§ **Stated goal**:
Write out the material below word for word, but leave out the pictures.

§ **Task data**:
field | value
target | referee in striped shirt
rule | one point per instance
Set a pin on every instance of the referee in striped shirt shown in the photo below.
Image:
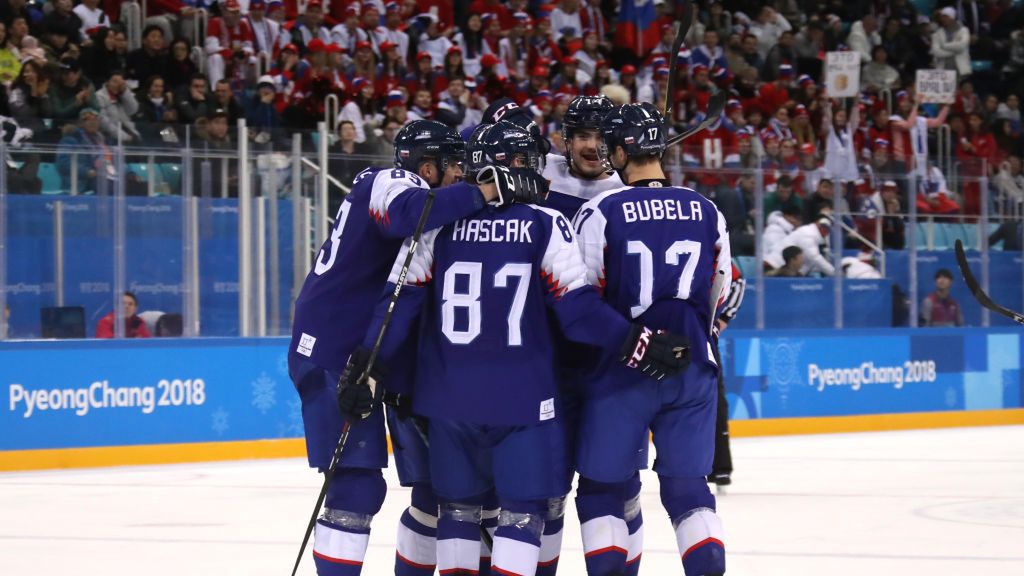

§ **Response to the exercise**:
field | value
target | referee in striped shirt
rule | one point per instance
Set a pin on every instance of the referee in striped shirt shown in the photo below.
Image:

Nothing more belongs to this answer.